• What you will do:
Locate every line in the material below that contains the string "white" and copy each such line.

▼

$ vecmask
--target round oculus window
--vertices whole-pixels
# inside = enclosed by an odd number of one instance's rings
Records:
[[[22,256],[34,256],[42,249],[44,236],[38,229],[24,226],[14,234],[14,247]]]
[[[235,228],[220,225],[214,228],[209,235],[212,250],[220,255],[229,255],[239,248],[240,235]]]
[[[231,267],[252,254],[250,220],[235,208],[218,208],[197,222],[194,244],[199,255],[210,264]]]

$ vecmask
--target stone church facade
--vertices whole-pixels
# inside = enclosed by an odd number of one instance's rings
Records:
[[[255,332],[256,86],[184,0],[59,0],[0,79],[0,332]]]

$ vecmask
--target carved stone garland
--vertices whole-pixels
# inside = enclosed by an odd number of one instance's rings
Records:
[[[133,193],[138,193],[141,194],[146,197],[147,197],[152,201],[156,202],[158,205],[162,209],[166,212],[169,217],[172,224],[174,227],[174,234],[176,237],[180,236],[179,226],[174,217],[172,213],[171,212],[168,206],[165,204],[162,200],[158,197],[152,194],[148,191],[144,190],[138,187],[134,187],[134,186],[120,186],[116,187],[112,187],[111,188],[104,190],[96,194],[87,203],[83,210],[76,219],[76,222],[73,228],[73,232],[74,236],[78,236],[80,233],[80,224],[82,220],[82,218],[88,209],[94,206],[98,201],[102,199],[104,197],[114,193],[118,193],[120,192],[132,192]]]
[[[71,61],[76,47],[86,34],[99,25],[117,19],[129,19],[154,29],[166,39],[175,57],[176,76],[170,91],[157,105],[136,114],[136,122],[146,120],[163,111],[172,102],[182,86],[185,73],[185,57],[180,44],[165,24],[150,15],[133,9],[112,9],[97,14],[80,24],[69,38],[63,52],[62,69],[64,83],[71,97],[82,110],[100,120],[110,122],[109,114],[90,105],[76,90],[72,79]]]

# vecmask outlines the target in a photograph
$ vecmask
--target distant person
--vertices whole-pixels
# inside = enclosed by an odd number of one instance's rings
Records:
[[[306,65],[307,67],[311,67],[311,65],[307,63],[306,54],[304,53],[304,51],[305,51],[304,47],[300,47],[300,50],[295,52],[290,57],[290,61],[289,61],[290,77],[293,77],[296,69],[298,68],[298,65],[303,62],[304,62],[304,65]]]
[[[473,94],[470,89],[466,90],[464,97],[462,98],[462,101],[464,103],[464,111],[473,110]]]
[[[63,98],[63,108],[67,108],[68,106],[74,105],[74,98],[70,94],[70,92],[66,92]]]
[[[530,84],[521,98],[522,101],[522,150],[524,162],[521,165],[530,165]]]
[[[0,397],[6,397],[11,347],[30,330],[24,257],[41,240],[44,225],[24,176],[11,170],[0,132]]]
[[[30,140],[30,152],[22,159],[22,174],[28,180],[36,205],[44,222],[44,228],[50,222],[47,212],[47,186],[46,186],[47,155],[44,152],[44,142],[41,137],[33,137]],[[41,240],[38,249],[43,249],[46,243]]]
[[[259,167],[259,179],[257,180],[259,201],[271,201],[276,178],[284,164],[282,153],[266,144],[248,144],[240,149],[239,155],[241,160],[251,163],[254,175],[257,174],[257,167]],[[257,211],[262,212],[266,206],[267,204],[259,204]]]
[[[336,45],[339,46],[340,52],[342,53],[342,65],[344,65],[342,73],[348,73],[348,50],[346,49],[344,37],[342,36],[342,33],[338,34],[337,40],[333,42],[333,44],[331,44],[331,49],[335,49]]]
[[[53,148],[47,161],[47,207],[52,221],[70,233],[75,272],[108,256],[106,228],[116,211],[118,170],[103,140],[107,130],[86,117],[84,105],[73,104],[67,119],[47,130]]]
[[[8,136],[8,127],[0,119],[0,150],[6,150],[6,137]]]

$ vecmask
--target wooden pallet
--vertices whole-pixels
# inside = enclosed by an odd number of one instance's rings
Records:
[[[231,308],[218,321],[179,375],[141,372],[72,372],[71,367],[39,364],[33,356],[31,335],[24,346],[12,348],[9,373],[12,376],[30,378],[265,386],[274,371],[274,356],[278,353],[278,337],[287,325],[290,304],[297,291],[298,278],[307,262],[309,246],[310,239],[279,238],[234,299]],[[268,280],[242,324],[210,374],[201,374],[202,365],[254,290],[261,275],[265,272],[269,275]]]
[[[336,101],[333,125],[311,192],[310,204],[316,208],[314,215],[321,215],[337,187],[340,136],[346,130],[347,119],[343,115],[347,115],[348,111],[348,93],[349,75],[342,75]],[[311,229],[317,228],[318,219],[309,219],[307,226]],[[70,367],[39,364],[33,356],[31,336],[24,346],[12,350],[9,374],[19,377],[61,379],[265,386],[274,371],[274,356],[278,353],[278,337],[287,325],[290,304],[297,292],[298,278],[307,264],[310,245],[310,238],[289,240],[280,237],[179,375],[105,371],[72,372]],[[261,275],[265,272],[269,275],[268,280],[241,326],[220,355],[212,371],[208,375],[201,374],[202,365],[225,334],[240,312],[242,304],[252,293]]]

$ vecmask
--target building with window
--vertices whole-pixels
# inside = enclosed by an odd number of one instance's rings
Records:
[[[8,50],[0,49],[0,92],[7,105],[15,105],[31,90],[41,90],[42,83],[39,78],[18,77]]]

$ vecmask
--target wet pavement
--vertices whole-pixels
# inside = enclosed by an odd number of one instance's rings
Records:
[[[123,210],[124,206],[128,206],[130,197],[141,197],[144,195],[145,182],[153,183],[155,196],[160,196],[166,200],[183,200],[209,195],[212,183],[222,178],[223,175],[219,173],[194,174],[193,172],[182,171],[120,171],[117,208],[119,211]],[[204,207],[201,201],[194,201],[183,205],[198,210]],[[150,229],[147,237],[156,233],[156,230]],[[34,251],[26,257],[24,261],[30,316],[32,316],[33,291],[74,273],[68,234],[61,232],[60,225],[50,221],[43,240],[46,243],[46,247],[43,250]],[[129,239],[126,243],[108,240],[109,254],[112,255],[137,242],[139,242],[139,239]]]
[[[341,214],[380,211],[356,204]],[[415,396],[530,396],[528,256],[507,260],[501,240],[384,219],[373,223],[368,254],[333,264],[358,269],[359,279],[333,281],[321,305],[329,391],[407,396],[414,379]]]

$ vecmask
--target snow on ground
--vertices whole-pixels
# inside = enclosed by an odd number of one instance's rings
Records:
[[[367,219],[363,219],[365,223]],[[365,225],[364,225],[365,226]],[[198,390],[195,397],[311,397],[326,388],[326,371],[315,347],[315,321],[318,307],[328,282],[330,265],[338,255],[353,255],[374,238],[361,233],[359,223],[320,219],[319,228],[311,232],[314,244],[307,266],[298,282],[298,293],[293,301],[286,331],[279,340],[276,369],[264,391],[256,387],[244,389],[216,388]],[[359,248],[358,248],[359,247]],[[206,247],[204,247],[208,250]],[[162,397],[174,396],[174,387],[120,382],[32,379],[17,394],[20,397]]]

▲
▼

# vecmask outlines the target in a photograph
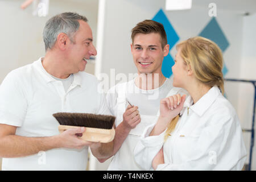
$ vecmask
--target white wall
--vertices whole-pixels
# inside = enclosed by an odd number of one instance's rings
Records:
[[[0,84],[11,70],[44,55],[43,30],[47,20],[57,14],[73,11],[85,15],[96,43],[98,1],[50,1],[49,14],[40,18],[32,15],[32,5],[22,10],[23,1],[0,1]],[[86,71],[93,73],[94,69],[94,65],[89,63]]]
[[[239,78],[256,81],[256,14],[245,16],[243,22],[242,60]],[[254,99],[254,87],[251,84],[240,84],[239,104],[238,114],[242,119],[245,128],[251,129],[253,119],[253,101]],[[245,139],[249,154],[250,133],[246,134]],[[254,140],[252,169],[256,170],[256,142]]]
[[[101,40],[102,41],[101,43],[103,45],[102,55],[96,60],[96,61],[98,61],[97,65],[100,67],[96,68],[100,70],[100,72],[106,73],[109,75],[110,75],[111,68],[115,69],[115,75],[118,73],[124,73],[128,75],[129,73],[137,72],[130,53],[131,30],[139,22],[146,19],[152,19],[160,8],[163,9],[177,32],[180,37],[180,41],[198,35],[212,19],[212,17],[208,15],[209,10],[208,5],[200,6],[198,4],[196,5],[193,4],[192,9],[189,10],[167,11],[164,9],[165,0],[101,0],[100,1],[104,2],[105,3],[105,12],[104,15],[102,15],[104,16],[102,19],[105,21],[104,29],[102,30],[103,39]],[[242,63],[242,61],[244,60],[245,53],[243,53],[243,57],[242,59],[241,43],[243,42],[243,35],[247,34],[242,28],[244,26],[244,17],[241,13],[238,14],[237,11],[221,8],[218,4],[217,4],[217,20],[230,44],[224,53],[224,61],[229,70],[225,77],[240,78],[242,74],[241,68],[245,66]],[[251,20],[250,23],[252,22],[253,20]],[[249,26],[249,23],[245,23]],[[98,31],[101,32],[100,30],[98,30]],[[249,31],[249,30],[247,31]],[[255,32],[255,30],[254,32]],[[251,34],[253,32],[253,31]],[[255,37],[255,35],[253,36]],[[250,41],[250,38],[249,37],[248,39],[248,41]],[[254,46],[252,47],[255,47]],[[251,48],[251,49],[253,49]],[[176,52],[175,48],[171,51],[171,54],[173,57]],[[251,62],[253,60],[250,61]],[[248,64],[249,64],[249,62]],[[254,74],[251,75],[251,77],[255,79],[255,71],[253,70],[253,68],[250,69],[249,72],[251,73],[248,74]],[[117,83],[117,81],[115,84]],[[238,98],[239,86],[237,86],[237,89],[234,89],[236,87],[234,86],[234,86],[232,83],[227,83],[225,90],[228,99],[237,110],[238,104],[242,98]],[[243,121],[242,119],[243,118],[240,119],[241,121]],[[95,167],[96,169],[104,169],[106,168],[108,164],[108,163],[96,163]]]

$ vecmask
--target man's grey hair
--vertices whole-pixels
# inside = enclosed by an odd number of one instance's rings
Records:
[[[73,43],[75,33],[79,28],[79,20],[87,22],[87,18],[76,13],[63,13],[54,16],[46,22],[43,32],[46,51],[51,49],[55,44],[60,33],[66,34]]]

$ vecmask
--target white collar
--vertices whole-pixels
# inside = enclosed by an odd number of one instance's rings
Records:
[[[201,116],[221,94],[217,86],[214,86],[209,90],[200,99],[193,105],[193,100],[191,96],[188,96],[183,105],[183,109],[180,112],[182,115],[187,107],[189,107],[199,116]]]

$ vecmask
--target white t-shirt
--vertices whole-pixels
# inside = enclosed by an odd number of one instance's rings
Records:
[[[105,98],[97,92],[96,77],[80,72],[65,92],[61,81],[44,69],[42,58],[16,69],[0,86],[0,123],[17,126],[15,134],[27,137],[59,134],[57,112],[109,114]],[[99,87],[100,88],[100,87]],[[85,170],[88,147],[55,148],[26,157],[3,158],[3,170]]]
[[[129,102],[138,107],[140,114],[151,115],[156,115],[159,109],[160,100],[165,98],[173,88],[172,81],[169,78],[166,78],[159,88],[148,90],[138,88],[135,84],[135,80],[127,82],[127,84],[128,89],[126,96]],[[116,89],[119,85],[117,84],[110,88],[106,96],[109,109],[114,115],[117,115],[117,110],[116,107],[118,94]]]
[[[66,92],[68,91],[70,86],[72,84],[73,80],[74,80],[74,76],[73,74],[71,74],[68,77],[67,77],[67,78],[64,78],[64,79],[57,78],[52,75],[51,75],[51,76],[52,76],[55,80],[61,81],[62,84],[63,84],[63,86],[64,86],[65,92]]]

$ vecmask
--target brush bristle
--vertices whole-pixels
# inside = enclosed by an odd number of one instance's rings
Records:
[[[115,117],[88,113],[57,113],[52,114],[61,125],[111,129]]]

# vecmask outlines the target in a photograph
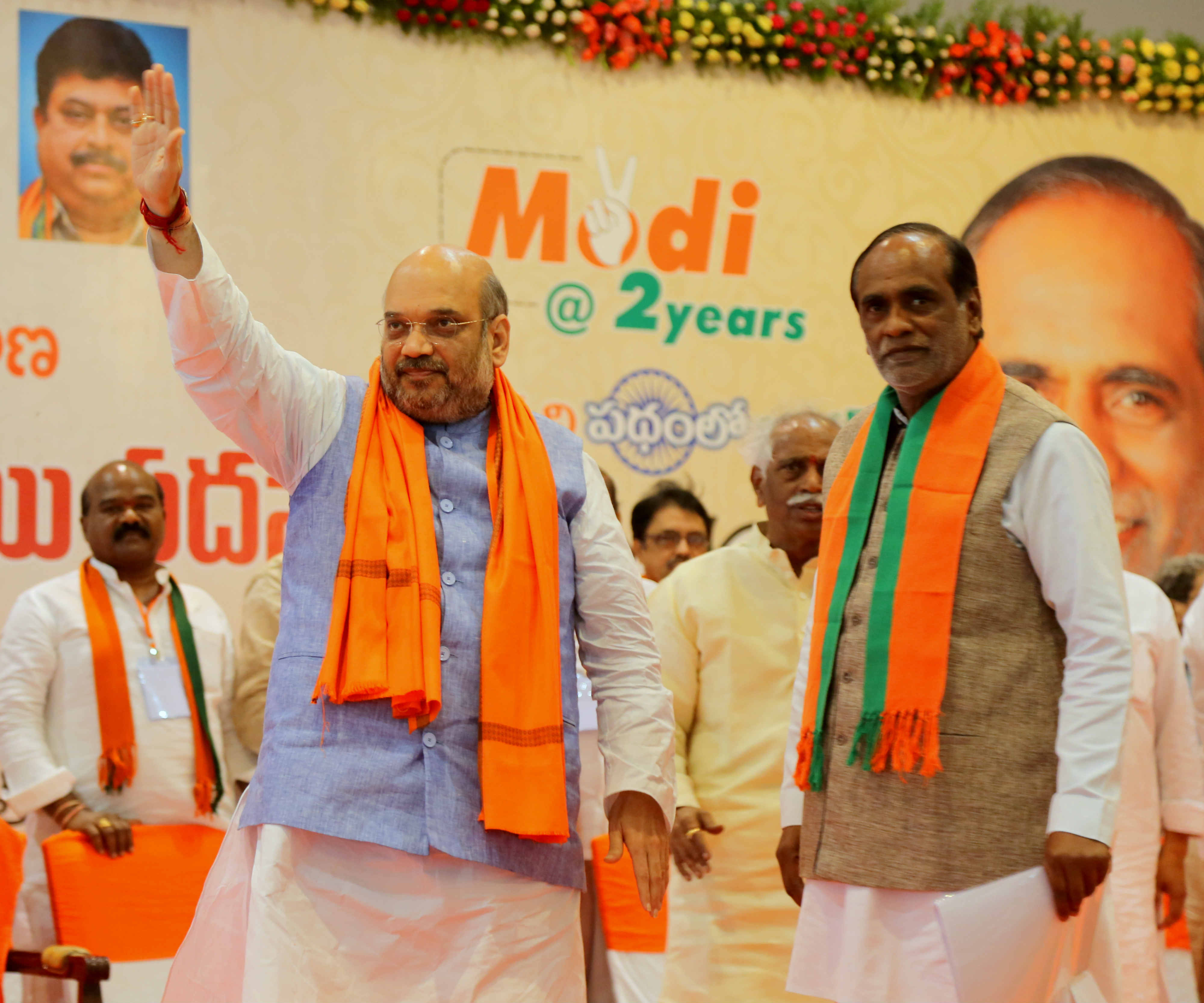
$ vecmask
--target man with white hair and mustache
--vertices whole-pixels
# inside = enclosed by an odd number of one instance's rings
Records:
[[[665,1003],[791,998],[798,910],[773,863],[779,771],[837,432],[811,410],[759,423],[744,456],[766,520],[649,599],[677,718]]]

▲

• Output:
--target white wall
--target white collar
--target white t-shirt
--target man with white hair and mustache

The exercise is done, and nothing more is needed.